◆ Point-per-instance localization data
·····
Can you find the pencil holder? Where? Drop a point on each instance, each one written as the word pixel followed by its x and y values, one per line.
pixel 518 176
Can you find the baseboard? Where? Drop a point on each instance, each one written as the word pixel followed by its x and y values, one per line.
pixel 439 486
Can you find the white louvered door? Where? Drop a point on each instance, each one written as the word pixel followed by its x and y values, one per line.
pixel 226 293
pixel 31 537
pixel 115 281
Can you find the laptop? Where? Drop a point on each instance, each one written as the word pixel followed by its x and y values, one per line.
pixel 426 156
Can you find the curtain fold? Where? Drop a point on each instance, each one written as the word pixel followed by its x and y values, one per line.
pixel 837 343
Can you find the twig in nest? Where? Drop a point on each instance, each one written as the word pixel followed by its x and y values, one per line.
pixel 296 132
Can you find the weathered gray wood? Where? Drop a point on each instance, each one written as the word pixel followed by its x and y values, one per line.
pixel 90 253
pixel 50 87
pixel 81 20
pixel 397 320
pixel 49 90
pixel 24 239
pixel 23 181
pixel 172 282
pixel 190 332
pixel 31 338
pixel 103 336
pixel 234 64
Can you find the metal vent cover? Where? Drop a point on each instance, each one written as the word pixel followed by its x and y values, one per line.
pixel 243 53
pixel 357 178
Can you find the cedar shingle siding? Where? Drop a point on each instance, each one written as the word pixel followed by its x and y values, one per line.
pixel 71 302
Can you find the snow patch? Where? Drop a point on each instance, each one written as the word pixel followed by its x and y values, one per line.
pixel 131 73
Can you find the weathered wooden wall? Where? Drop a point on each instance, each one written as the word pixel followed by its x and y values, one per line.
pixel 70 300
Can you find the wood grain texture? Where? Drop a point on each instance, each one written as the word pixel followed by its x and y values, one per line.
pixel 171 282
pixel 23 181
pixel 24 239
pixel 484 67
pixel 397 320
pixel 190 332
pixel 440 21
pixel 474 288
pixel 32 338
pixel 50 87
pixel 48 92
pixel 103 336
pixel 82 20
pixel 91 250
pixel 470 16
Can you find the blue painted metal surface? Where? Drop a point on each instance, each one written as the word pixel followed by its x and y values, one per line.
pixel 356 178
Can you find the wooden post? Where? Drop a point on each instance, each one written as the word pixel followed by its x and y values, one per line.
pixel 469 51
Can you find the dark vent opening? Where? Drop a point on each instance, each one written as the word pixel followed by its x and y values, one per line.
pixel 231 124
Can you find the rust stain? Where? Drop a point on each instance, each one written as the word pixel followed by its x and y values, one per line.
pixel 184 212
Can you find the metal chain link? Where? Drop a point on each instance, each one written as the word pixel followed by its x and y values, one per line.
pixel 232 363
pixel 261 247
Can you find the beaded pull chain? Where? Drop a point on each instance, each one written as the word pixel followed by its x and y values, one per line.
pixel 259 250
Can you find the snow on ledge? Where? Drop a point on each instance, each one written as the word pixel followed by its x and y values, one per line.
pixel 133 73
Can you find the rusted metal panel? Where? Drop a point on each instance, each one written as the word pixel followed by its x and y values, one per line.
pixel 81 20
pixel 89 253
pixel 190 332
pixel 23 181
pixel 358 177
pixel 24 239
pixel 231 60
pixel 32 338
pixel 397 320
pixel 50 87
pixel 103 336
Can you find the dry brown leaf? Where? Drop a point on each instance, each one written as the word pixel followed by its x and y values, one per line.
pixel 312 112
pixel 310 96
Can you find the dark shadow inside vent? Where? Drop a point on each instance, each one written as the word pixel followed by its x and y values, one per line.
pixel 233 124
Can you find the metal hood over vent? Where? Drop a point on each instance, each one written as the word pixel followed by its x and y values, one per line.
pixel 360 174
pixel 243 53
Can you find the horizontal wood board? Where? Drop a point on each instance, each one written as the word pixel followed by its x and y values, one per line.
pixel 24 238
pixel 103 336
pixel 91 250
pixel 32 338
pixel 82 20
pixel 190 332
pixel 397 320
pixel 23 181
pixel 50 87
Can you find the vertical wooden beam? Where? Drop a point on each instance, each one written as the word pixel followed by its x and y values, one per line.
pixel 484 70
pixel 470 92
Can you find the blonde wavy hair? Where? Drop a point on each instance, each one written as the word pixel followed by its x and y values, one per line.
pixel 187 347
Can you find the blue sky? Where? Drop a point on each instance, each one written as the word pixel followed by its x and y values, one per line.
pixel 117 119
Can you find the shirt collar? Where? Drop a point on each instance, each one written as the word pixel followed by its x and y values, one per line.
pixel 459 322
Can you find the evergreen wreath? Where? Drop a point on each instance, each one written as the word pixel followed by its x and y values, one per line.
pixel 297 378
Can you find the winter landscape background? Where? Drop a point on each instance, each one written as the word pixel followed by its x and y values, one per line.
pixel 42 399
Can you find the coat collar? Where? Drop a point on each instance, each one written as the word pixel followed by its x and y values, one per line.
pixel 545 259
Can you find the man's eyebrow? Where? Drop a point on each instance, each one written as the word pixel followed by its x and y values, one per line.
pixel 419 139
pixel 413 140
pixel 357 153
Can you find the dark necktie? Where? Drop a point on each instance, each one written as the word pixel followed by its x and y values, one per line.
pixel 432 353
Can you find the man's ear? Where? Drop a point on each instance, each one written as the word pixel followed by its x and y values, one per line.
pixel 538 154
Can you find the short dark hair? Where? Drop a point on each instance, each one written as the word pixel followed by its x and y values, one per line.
·····
Write out the records once more, precisely as they stand.

Can you find the pencil holder? Where? Drop a point on each instance, each one written as the word pixel followed by its x and y values, one per line.
pixel 518 176
Can you find the baseboard? Where? Drop a point on each instance, each one written as the word pixel followed by its x and y values, one per line.
pixel 439 486
Can you find the white louvered door? Where? Drop a point on each instance, each one written as the word pixel followed by its x and y values, one per line.
pixel 226 293
pixel 31 537
pixel 115 281
Can you find the laptop? Where? Drop a point on each instance, each one written as the word pixel followed by its x and y values, one per line.
pixel 426 156
Can you find the curtain fold? Where? Drop a point on each instance, each one written as the word pixel followed by its x and y values, one per line.
pixel 837 343
Can you find the twig in nest? Where? Drop a point on each instance, each one written as the word pixel followed by its x and y values, one per line.
pixel 296 132
Can you find the weathered gray wood? Where? Drop a point on each instance, each one written as the word pixel followed by its x and y values, one per line.
pixel 90 253
pixel 50 87
pixel 81 20
pixel 397 320
pixel 49 90
pixel 24 239
pixel 23 181
pixel 172 282
pixel 190 332
pixel 31 338
pixel 103 336
pixel 234 64
Can you find the metal vent cover? Where? Drop a point on each instance, each one written as the word pixel followed by its x and y values, one per line.
pixel 243 53
pixel 357 178
Can you find the cedar shingle siding? Where? Drop a point on each instance, each one written as the word pixel followed by its x and y values, one per line.
pixel 71 302
Can you find the snow patch? Where? Drop a point on each instance, each one written as the word pixel followed by its x and y values, one per line.
pixel 131 73
Can you find the weathered wooden wall? Where? Drop a point on each instance, each one written as the word pixel followed by its x and y values, one per line.
pixel 70 300
Can you find the wood grain texture? Where? Drop a point on each instance, each one written as the word pixel followed by its x and y values, one per line.
pixel 171 282
pixel 23 181
pixel 24 239
pixel 484 67
pixel 397 320
pixel 190 332
pixel 440 21
pixel 474 288
pixel 32 338
pixel 50 87
pixel 48 92
pixel 103 336
pixel 82 20
pixel 91 250
pixel 470 16
Can you find the blue painted metal surface? Where? Drop a point on each instance, each one written as the word pixel followed by its x and y values, one per line.
pixel 356 178
Can you find the wooden post? Where? Drop a point on each instance, each one written as the word pixel followed by its x and y values, one per line.
pixel 469 51
Can you find the dark vent opening? Where? Drop a point on each instance, each one written as the word pixel followed by its x and y values, one per line.
pixel 231 124
Can you find the rust stain? Where? Drop a point on each instance, each one written as the word pixel followed by its x and y values, one per line.
pixel 184 212
Can you find the metal chain link? Where? Drop a point on each instance, each one written as the word pixel followed by its x and y values, one per line.
pixel 232 363
pixel 261 247
Can you find the beaded pull chain? Where? Drop a point on each instance, each one written as the word pixel followed by its x and y values, one per line.
pixel 259 250
Can you find the snow on ledge? Where? Drop a point on each instance, each one written as the word pixel followed by its x and y values, one per line.
pixel 133 73
Can you find the rusted metal panel? Where? Drop a point on each instance, each one written as the word pixel followed by its x and y values, one per line.
pixel 81 20
pixel 89 253
pixel 190 332
pixel 23 181
pixel 358 177
pixel 24 239
pixel 231 60
pixel 32 338
pixel 397 320
pixel 50 87
pixel 103 336
Can you find the dry brown leaf? Where? Drop a point on each instance, each one written as the word pixel followed by its x and y values, one per line.
pixel 312 112
pixel 310 96
Can you find the dark shadow inside vent? Where? Drop a point on each instance, each one written as the word pixel followed by its x and y values, one per line.
pixel 233 124
Can you find the metal hood over vent? Where? Drop a point on each instance, each one written as the word pixel followed by its x and y values, one per line.
pixel 360 174
pixel 243 53
Can you find the horizontal wood board? Where? Drop a point on each instance, each one written as the word pixel followed by its x and y values, one per line.
pixel 24 238
pixel 103 336
pixel 91 250
pixel 32 338
pixel 82 20
pixel 190 332
pixel 397 320
pixel 23 181
pixel 50 87
Can you find the vertical wooden beam? Where? Drop a point on each instance, each one written as the word pixel followed by its x and y values, one per line.
pixel 484 70
pixel 470 92
Can you find the blonde wavy hair? Where? Drop a point on each instance, each one written as the word pixel followed by its x and y values, one per line.
pixel 187 347
Can you find the blue sky? Where? Drop a point on each instance, each one written as the word pixel followed by its x and y values, one per line.
pixel 117 119
Can you find the shirt collar? Where? Drop a point on each instance, each one written as the word pixel followed by its x and y values, one per line.
pixel 459 322
Can you find the evergreen wreath? Where? Drop a point on each instance, each one written as the word pixel followed by its x and y values, one per line.
pixel 297 378
Can you find the winter landscape background? Where? Drop a point on each instance, each one written as the word pixel followed by its x and y values, one per line.
pixel 42 399
Can you find the coat collar? Where? Drop a point on each instance, each one written as the word pixel followed by its x and y values, one per line.
pixel 545 259
Can you find the man's eyebrow? Where? Drop a point on each instance, each one written as the word pixel followed by its x and y values, one per line.
pixel 419 139
pixel 413 140
pixel 357 153
Can you find the dark necktie? Where? Drop a point on each instance, each one written as the word pixel followed by its x and y values, one per line.
pixel 432 353
Can you find the man's ear? Where? Drop a point on each instance, each one written as the word pixel followed by its x and y values, one per line.
pixel 538 154
Can you find the short dark hair? Where? Drop a point on each instance, each one written as the word pixel followed by its x and y values, one per line.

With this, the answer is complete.